- [Task objective] Look through the data below for the line with "class is: smiling" and the line with "class is: balcony", then output those two and all lines in between, exactly as written.

- [Data extract]

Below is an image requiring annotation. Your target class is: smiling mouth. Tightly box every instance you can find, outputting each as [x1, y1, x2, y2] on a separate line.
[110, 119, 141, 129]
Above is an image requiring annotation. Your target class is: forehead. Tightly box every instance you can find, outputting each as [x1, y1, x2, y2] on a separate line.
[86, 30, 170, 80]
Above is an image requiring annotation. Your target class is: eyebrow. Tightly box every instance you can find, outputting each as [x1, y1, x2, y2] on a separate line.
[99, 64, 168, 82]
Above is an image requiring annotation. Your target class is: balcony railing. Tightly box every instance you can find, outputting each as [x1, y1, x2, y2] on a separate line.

---

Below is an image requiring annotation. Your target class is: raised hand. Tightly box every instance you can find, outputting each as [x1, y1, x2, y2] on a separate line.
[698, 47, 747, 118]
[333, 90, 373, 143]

- [Response area]
Below is an image requiring annotation. Your target class is: smiling mouth. Tightly box every instance you can find, outputting each as [x1, y1, x2, y2] on a separate line.
[110, 119, 141, 129]
Above is an image requiring annotation. Your target class is: forehead. Tightly box every instance you can find, outputting each as [x1, y1, x2, y2] on a separate line.
[86, 30, 170, 80]
Above is an image requiring annotation. Your target class is: eyebrow. Tightly box every instance you can find, outputting each as [x1, y1, x2, y2] on a separate line.
[99, 64, 168, 82]
Above is an image requiring annotation. Your target class is: balcony railing. Tightly box every instance you can find, outputting each as [x1, y1, x2, y2] on a separate line.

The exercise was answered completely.